**Task requirements**
Wherever the string "Highlight" shows up in the records below, return that line.

== Supplied information ==

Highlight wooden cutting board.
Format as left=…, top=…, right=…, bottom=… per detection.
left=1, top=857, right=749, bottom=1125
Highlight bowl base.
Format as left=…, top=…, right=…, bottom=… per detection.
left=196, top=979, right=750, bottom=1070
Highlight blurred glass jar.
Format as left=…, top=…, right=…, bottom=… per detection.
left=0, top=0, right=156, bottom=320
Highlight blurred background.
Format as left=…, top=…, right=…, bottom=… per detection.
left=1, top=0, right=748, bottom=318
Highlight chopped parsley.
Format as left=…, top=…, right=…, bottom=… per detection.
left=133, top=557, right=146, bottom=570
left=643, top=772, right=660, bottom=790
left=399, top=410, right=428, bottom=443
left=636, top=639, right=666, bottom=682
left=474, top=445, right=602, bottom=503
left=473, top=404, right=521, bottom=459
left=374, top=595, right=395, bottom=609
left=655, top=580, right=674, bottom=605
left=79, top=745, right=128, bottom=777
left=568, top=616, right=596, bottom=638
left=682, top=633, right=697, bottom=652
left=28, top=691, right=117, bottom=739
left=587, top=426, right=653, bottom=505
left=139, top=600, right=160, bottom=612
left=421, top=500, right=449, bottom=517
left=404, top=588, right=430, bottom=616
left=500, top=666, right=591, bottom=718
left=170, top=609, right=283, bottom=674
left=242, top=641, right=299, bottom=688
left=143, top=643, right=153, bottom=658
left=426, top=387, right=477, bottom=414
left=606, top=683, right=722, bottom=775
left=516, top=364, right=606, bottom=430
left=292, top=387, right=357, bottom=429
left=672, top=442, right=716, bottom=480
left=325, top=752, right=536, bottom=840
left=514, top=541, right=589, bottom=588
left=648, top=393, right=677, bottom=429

===

**Task output**
Highlight wooden cutting board.
Highlight bowl base.
Highlight blurred glass jar.
Highlight blurred background.
Highlight chopped parsley.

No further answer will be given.